— begin EXERCISE MATERIALS —
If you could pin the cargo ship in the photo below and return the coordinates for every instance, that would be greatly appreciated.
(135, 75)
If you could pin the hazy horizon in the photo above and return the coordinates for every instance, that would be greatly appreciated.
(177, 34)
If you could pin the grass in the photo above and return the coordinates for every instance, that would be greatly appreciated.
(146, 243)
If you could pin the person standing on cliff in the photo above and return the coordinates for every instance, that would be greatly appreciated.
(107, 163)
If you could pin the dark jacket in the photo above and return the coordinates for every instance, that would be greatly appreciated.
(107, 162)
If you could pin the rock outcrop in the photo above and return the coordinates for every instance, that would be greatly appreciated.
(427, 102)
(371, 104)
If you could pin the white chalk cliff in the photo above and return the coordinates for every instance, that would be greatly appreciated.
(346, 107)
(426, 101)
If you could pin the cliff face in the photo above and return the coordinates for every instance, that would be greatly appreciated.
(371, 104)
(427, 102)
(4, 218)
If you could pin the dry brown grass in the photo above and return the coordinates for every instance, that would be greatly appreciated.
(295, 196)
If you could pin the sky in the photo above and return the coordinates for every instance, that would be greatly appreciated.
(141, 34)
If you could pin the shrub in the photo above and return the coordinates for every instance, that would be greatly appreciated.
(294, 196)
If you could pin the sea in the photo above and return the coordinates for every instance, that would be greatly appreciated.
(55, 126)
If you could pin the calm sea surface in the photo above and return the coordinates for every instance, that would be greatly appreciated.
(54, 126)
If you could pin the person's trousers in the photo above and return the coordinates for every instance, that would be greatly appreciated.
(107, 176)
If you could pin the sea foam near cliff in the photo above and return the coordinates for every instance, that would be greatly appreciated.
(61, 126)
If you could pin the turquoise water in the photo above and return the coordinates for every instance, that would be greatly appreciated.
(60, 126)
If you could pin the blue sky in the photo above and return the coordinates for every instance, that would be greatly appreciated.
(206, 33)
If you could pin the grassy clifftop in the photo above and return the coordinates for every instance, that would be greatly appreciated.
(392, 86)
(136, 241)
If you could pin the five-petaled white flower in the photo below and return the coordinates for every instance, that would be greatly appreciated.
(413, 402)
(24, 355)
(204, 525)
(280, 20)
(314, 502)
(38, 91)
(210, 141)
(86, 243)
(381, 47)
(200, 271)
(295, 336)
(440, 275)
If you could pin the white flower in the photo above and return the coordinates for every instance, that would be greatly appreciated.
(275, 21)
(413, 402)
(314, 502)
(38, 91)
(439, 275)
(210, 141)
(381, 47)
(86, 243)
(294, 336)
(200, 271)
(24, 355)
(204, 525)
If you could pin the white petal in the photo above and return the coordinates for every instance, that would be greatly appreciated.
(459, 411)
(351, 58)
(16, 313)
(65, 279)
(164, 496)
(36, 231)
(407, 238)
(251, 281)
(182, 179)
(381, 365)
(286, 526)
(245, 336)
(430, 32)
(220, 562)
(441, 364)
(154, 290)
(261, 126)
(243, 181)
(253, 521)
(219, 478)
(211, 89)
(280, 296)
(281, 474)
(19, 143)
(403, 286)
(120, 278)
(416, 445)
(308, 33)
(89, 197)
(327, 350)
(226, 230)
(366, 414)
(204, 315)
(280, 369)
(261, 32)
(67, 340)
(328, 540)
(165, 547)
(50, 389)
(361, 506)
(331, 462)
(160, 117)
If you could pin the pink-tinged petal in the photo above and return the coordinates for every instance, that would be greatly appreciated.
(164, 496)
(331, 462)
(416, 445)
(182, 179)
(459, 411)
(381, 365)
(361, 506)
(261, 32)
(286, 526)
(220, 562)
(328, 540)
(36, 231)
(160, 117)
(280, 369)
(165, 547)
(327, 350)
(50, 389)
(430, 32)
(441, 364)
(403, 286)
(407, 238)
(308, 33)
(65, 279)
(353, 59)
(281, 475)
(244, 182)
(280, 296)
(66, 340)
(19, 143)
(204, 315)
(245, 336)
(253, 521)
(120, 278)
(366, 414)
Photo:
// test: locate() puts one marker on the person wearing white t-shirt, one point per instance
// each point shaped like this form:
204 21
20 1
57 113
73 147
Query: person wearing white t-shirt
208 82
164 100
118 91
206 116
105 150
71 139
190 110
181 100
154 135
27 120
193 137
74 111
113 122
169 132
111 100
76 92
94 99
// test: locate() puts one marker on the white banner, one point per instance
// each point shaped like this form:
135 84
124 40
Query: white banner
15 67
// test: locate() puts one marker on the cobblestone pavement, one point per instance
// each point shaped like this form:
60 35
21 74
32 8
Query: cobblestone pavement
— end EXERCISE MATERIALS —
REQUEST:
Copy all of the records above word for word, leaving nothing out and adding nothing.

RESULT BELOW:
If you could pin the cargo ship in the photo below and return the coordinates for every instance, that would be greatly appreciated.
(135, 75)
If you could pin the hazy horizon in the photo above and return the coordinates for every instance, that would be greatly appreciated.
(177, 34)
If you could pin the grass in the photo above and return the coordinates for every instance, that would be greatly appreciated.
(146, 243)
If you could pin the person standing on cliff in the photo above and return the coordinates for every instance, that would be greatly appreciated.
(107, 163)
If you could pin the dark jacket in the photo above and return the coordinates for every instance, that would be greatly appreciated.
(107, 162)
If you could pin the rock outcrop in the photo above and return the coordinates for every instance, that would be greatly appreciated.
(427, 102)
(371, 104)
If you could pin the white chalk cliff in the photo above and return the coordinates for every instance, that would be greatly appreciated.
(346, 107)
(426, 101)
If you could pin the cliff face in the photo above and return the coordinates for every instance, that would be greatly appreciated.
(371, 104)
(427, 102)
(4, 218)
If you could pin the dry brown grass in the photo above and return the coordinates for every instance, that would be greatly appreciated.
(295, 196)
If you could pin the sky in the photo above and return the coordinates for every instance, that would be greatly appreciated.
(141, 34)
If you could pin the shrub in the photo above and return the coordinates for every instance, that would be greatly appreciated.
(294, 196)
If you could pin the sea in the photo above and return the coordinates for every instance, that would be greatly appreciated.
(55, 126)
If you could pin the calm sea surface in the photo above and return the coordinates for every instance, that would be greatly appreciated.
(54, 126)
If you could pin the person's trousers in the photo above and return the coordinates for every instance, that would be greatly appreciated.
(107, 176)
If you could pin the sea foam near cliff in the photo above and return the coordinates for every instance, that would be greatly appreciated.
(61, 126)
If you could pin the turquoise water in the photo above and return the coordinates for every instance, that would be greatly appreciated.
(60, 126)
If you could pin the blue sky in the photo above and return the coordinates for every instance, that would be greatly appreciated.
(206, 33)
If you could pin the grassy clifftop in the photo above and return the coordinates for every instance, that would be greatly appreciated.
(392, 86)
(136, 241)
If you could pin the five-petaled white flower in the photo below and return the coordinates for every instance, that would be greatly appreciated.
(413, 402)
(24, 355)
(204, 525)
(280, 20)
(314, 502)
(38, 91)
(210, 141)
(86, 243)
(381, 47)
(200, 271)
(295, 336)
(440, 275)
If you could pin the white flower in the photo above and return the coordinates for every instance, that would be greatly appreciated.
(275, 21)
(413, 402)
(314, 502)
(38, 91)
(439, 275)
(210, 141)
(381, 47)
(86, 243)
(294, 336)
(200, 271)
(24, 355)
(204, 525)
If you could pin the white petal in the photo above and return the coordinates for every instance, that would be greatly appreciated.
(459, 411)
(351, 58)
(16, 313)
(65, 279)
(164, 496)
(36, 231)
(407, 238)
(251, 281)
(182, 179)
(381, 365)
(286, 526)
(245, 336)
(430, 32)
(220, 562)
(441, 364)
(154, 290)
(261, 126)
(243, 181)
(253, 521)
(219, 478)
(211, 89)
(280, 296)
(281, 474)
(19, 143)
(403, 286)
(120, 278)
(416, 445)
(308, 33)
(89, 197)
(327, 350)
(226, 230)
(366, 414)
(204, 315)
(280, 369)
(261, 32)
(67, 340)
(328, 540)
(165, 547)
(50, 389)
(361, 506)
(331, 462)
(160, 117)
If you could pin the pink-tinged petal in the photo above and return the coordinates for every instance, that would be greatly appreciated.
(164, 496)
(331, 462)
(416, 445)
(182, 179)
(459, 411)
(381, 365)
(361, 506)
(261, 32)
(286, 526)
(220, 562)
(328, 540)
(36, 231)
(160, 117)
(280, 369)
(165, 547)
(327, 350)
(50, 389)
(430, 32)
(441, 364)
(403, 286)
(407, 238)
(308, 33)
(65, 279)
(353, 59)
(281, 475)
(244, 182)
(280, 296)
(66, 340)
(19, 143)
(204, 315)
(245, 336)
(253, 521)
(120, 278)
(366, 414)
Photo:
// test: locate() puts one marker on the person wearing white t-shirt, one point per instance
// each point shaped like this form:
204 21
20 1
57 113
73 147
Query: person wearing white t-shirt
208 82
164 100
118 91
206 116
105 150
71 139
190 110
181 100
154 135
27 120
193 137
74 111
113 122
169 132
111 100
76 92
94 99
// test: locate() puts one marker on the white banner, one point per instance
// each point shaped like this form:
135 84
124 40
Query: white banner
15 67
// test: locate() puts one marker on the cobblestone pavement, one point per instance
// each point shaped like this form:
60 35
21 74
32 8
Query: cobblestone pavement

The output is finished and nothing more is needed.